Certes, les innombrables amours de la reine Marguerite et ceux du grand Alcandre, racontés très-sommairement, comme nous avons essayé de le faire, forment l’épisode le plus curieux et le plus caractéristique de l’histoire de la Prostitution à la fin du seizième siècle.
CHAPITRE XXXIX.
Sommaire.—Les annales de la cour sous Henri III et Henri IV.—La belle Châteauneuf.—Le souper des trois rois chez Nantouillet.—Le mariage de la maîtresse du roi.—L’assassinat de madame de Villequier par son mari.—Indignes violences de Henri III et de ses mignons.—La comédie du Paradis d’amour.—Bibliothèque de madame de Montpensier.—Manifeste des dames de la cour.—Les filles d’honneur de la reine.—La Malherbe et le seigneur de la Loue.—La Sagonne et le baron de Termes.—Indulgence de Henri IV.—Commencements de la belle galanterie.—Conséquences du luxe.—Le mouchoir de 19,000 écus.—La tapisserie.—Les mystères des dieux.

Consignes:
#1 Indiquez si les affirmations (a), (b) et (c) concordent avec l'extrait. Répondez à chacune par oui ou par non, suivi des termes décisifs de l'extrait cités mot pour mot.
(a) Les amours de la reine Marguerite et du grand Alcandre constituent l'épisode le plus caractéristique de l'histoire de la Prostitution à la fin du seizième siècle.
(b) Le sommaire du chapitre XXXIX mentionne l'assassinat de madame de Villequier par son mari.
(c) Le sommaire du chapitre XXXIX évoque un mouchoir de 10,000 écus.
#2 Donnez la suite de l'extrait sur l'histoire de la Prostitution à partir de sa dernière phrase.
Aucune consigne ne porte sur les entrées.

Données fournies:

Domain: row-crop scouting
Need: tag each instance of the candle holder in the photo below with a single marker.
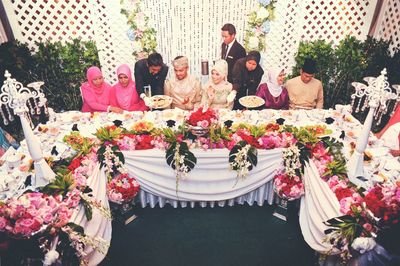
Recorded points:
(375, 95)
(15, 98)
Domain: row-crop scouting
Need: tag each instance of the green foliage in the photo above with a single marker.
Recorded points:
(349, 61)
(62, 67)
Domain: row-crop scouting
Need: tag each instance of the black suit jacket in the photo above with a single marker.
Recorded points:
(236, 52)
(144, 78)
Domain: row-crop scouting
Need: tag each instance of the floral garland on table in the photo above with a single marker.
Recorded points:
(258, 25)
(142, 36)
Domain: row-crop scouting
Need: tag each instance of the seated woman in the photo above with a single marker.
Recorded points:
(6, 140)
(124, 94)
(272, 91)
(217, 93)
(246, 76)
(96, 93)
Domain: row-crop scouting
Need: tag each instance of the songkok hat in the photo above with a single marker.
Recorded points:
(221, 66)
(309, 66)
(180, 61)
(253, 55)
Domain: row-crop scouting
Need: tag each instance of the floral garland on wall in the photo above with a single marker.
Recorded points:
(142, 36)
(258, 25)
(144, 39)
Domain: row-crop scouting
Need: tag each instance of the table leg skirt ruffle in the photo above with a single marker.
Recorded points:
(258, 196)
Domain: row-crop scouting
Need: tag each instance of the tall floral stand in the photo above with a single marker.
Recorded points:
(285, 208)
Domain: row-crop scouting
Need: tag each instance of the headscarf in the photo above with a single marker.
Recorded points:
(272, 75)
(124, 94)
(253, 55)
(221, 66)
(92, 73)
(180, 62)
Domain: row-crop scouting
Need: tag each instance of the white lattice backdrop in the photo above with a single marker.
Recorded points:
(189, 28)
(389, 23)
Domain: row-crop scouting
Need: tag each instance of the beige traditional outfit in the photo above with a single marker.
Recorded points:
(305, 95)
(221, 95)
(185, 93)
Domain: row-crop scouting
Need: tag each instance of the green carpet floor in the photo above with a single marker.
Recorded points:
(239, 235)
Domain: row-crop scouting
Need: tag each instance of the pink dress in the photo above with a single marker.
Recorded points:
(127, 97)
(95, 99)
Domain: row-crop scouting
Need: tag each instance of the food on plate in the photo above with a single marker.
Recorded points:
(161, 101)
(251, 101)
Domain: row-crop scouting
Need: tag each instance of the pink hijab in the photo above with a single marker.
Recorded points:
(95, 98)
(127, 97)
(91, 74)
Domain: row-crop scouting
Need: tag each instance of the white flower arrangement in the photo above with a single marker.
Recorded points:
(143, 36)
(258, 25)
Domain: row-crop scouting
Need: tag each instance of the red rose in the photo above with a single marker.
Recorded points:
(75, 163)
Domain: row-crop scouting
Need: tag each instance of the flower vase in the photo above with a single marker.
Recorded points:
(285, 207)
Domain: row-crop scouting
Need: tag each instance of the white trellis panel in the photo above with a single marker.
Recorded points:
(388, 25)
(190, 28)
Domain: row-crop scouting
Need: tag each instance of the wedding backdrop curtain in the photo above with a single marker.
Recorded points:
(192, 28)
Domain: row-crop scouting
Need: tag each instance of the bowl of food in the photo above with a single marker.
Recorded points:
(251, 101)
(161, 101)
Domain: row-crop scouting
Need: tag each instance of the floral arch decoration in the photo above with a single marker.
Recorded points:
(144, 39)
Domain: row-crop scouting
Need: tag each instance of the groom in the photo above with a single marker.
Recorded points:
(231, 50)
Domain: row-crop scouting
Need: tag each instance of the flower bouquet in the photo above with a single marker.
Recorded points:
(200, 120)
(122, 190)
(288, 187)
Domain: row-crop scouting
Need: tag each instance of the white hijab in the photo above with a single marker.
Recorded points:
(271, 79)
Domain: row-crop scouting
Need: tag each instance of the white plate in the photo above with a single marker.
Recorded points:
(251, 101)
(161, 101)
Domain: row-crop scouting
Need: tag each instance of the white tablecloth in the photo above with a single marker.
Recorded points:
(98, 226)
(210, 181)
(318, 205)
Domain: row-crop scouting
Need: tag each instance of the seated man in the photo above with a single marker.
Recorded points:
(151, 72)
(184, 89)
(305, 92)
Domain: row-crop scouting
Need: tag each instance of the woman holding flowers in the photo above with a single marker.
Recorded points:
(272, 91)
(96, 93)
(124, 94)
(217, 93)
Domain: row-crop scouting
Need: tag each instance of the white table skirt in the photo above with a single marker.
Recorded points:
(318, 205)
(210, 182)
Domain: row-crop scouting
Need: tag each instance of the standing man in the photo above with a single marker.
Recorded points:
(184, 89)
(151, 72)
(231, 50)
(305, 91)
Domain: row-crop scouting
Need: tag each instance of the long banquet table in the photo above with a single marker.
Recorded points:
(211, 182)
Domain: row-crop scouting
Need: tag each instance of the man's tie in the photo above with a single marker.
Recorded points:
(224, 50)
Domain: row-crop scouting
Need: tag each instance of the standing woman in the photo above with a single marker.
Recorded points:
(124, 94)
(272, 91)
(218, 93)
(96, 93)
(246, 75)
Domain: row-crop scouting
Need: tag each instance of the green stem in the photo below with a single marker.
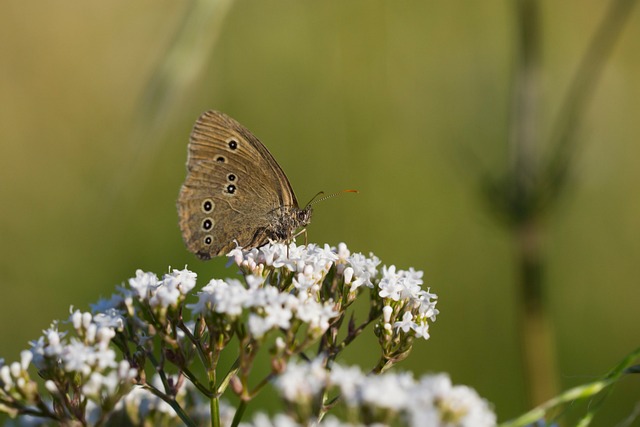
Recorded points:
(239, 413)
(227, 378)
(214, 405)
(171, 402)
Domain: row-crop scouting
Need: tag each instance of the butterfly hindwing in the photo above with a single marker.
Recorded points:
(233, 191)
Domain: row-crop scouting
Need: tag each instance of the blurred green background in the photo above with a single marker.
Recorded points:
(386, 97)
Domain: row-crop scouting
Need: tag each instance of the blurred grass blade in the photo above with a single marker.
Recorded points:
(185, 58)
(585, 391)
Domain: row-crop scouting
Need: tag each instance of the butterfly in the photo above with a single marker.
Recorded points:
(235, 193)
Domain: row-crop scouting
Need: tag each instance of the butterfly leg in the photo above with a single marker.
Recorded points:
(303, 231)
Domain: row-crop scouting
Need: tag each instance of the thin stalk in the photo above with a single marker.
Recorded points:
(239, 413)
(174, 405)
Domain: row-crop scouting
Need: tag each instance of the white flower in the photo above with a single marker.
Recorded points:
(390, 285)
(422, 330)
(182, 280)
(406, 323)
(435, 399)
(300, 382)
(143, 283)
(110, 318)
(364, 269)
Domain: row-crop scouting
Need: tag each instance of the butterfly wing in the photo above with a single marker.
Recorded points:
(232, 189)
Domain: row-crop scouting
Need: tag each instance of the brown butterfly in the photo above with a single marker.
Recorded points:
(235, 191)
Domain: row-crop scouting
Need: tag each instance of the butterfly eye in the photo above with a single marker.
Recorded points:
(233, 144)
(207, 206)
(207, 224)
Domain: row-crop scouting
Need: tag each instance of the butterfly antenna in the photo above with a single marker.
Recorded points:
(315, 198)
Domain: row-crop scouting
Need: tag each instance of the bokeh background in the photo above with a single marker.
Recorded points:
(405, 101)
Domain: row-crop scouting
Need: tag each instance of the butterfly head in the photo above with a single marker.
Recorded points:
(304, 216)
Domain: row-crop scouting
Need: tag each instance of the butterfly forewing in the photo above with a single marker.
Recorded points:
(234, 188)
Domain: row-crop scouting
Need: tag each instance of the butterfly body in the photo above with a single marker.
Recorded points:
(235, 192)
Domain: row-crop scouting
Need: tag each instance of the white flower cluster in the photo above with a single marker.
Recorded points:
(168, 292)
(268, 307)
(430, 401)
(88, 357)
(407, 307)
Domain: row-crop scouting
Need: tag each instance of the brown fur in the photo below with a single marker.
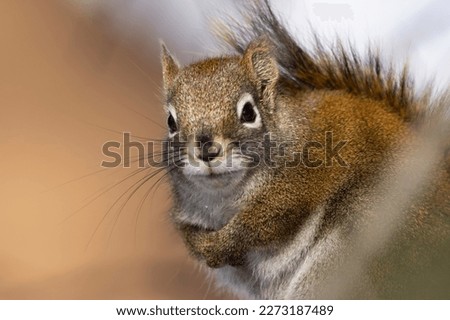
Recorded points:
(371, 108)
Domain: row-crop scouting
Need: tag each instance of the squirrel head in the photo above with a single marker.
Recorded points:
(220, 106)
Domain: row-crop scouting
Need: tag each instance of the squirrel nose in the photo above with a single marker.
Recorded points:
(209, 150)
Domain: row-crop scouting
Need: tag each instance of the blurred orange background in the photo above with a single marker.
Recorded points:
(67, 87)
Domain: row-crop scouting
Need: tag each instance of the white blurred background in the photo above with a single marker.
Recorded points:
(77, 73)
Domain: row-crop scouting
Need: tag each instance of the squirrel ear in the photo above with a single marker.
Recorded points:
(260, 63)
(170, 66)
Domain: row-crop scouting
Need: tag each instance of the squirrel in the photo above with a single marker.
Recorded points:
(278, 155)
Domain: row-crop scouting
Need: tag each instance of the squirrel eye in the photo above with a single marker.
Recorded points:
(172, 124)
(248, 113)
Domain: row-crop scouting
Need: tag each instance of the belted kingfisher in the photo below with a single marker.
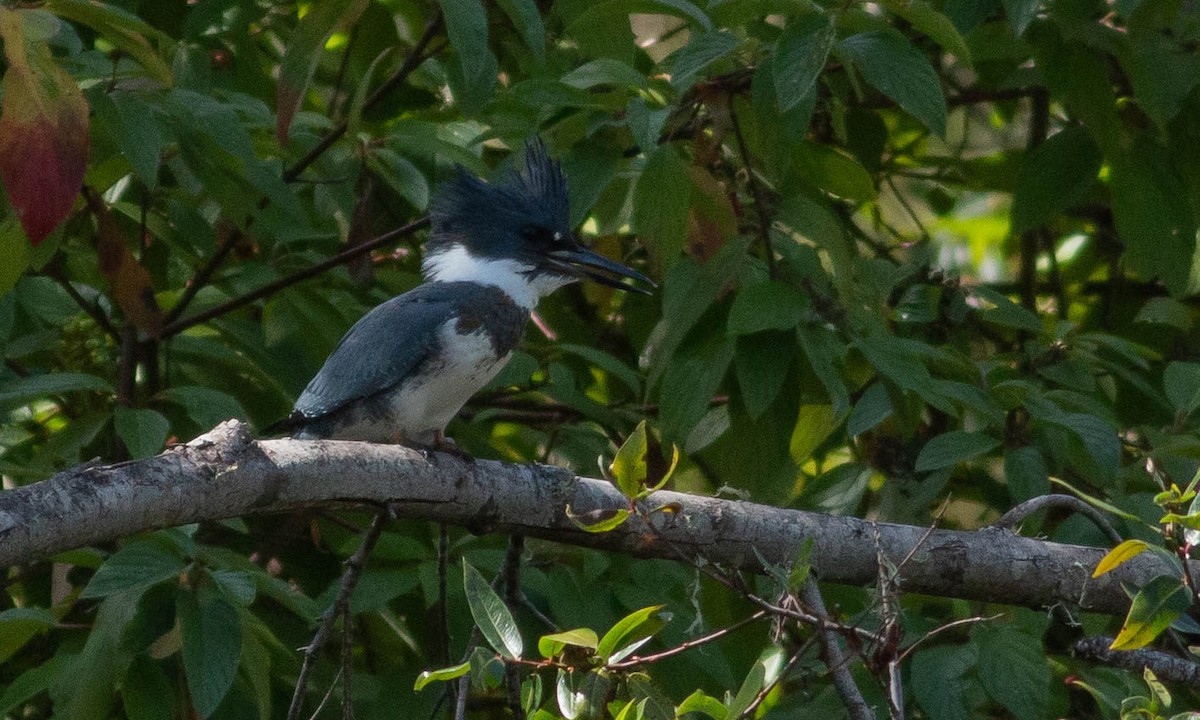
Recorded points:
(403, 371)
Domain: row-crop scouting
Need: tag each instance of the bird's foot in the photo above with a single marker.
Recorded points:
(444, 444)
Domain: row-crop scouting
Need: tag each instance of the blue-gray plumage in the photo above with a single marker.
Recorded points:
(408, 366)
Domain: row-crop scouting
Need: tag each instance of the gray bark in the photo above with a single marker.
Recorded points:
(227, 473)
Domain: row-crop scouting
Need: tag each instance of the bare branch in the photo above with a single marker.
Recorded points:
(226, 473)
(1168, 667)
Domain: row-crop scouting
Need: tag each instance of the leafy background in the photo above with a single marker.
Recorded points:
(918, 262)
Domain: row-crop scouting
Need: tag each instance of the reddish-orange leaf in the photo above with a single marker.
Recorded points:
(131, 282)
(43, 125)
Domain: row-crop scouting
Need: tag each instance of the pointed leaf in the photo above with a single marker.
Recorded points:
(553, 643)
(894, 67)
(304, 51)
(952, 448)
(629, 467)
(598, 521)
(799, 58)
(1119, 555)
(636, 625)
(43, 125)
(441, 675)
(211, 646)
(1155, 607)
(491, 615)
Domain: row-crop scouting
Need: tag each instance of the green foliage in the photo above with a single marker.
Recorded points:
(913, 256)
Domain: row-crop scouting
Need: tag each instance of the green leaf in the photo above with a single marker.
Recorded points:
(550, 646)
(661, 201)
(570, 702)
(766, 306)
(211, 646)
(139, 564)
(492, 617)
(702, 703)
(29, 684)
(207, 407)
(934, 24)
(1155, 607)
(442, 675)
(874, 407)
(749, 689)
(894, 67)
(937, 681)
(1054, 177)
(24, 390)
(1120, 555)
(628, 467)
(952, 448)
(125, 30)
(147, 693)
(1013, 671)
(604, 71)
(528, 23)
(1153, 217)
(801, 54)
(690, 382)
(1025, 469)
(304, 51)
(143, 431)
(630, 630)
(999, 309)
(598, 521)
(18, 625)
(834, 172)
(467, 28)
(1181, 381)
(761, 364)
(701, 51)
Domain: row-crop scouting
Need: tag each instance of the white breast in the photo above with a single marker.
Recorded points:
(425, 406)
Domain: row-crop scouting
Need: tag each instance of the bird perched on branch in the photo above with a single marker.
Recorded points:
(405, 370)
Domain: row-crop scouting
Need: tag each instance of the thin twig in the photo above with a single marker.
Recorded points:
(203, 275)
(783, 673)
(763, 226)
(688, 643)
(341, 603)
(513, 598)
(347, 664)
(291, 280)
(946, 627)
(851, 696)
(1168, 667)
(412, 61)
(1060, 501)
(443, 610)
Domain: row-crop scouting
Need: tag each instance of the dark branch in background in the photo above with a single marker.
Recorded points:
(1031, 239)
(851, 696)
(227, 473)
(291, 280)
(1060, 501)
(203, 275)
(412, 61)
(341, 606)
(1168, 667)
(763, 225)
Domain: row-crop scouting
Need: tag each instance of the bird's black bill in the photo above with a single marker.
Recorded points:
(585, 263)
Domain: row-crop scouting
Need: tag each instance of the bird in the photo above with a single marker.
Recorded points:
(406, 369)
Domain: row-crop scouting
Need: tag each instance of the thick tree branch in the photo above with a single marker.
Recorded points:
(227, 473)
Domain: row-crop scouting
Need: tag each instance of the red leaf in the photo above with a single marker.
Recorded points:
(43, 125)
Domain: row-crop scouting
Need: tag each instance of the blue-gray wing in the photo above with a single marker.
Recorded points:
(383, 348)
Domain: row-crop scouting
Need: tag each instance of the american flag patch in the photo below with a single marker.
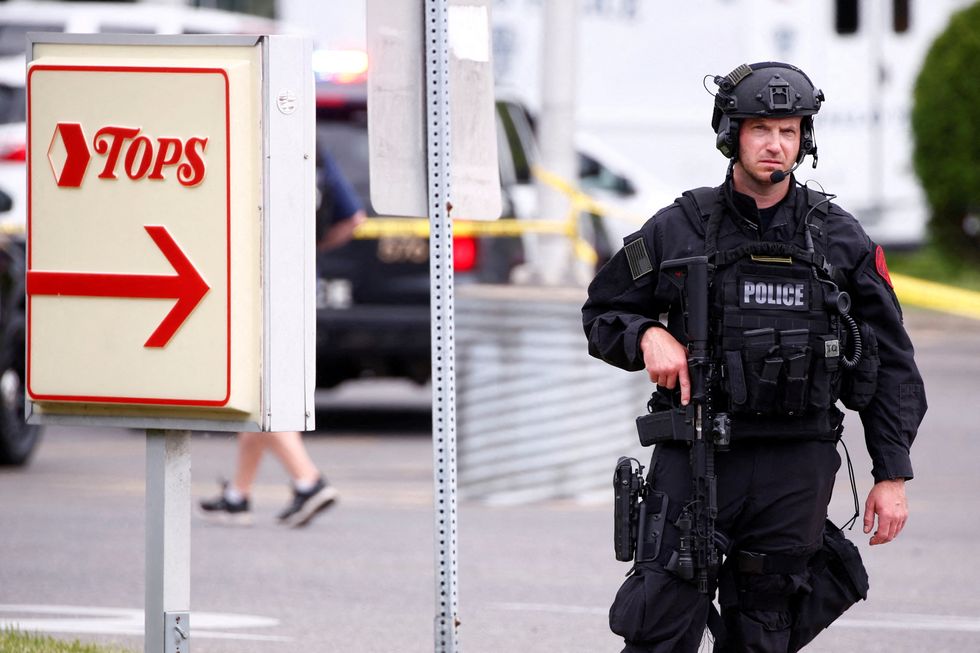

Réponses:
#1
(a) Oui : « forment l’épisode le plus curieux et le plus caractéristique de l’histoire de la Prostitution à la fin du seizième siècle »
(b) Oui : « L’assassinat de madame de Villequier par son mari »
(c) Non : « Le mouchoir de 19,000 écus »

#2
Dulaure remarque avec raison, dans son Histoire de Paris (édit. in-12, t. IV, p. 492), que les scènes de luxure décrites complaisamment par Brantôme pour représenter l’état des mœurs de la cour «ressemblent à celles que pourraient offrir les annales d’un lieu de débauche;» mais Brantôme, qui vécut jusqu’en 1614, avait quitté la cour en 1582, par suite d’un dépit de courtisan, pour se retirer dans ses terres, où il écrivit ses mémoires, qui ne nous sont pas tous parvenus. Sa nièce, madame de Duretal, prit soin de brûler les plus scandaleux, et l’on peut juger ce qu’ils étaient par ceux qui nous restent. Brantôme n’a donc pu voir par ses propres yeux la fin du règne de Henri III ni tout le règne de Henri IV; il ne savait ce qui se passait au Louvre, que par les correspondances des amis qu’il y avait laissés, et il s’est abstenu de recueillir, d’après leur témoignage plus ou moins partial, tous les faits dont il ne fut pas témoin et garant. Ainsi, ne pouvons-nous pas lui demander des renseignements sur l’histoire de la Prostitution à la cour de Henri III et de Henri IV. Brantôme, si on le juge par quelques pages où il se montre l’implacable ennemi des débauches italiennes, gémissait sans doute de l’aberration honteuse, dans laquelle était tombé le dernier des Valois, entouré de vils mignons; il croyait que, sous l’influence de ces horreurs étrangères, le joli train de la cour de France avait cessé, et que l’amour des dames, tant recommandé par les traditions françaises, n’existait plus que chez de vieux courtisans et d’incorruptibles gentilshommes. Il ne faut pas supposer, néanmoins, que l’abominable secte des mignons et des hermaphrodites eût détruit toute honnête galanterie, et que les dames fussent devenues à la cour de Henri III neutres ou indifférentes dans une question où elles avaient toujours été les premières intéressées. Il faut même dire, pour l’honneur des mignons, qu’ils n’étaient pas si négligents du beau sexe, qu’on pourrait le penser à cause de leur vilaine réputation. Henri III avait eu des maîtresses, ses favoris en avaient également, et plusieurs d’entre eux qui périrent de mort tragique ne purent en accuser que les femmes.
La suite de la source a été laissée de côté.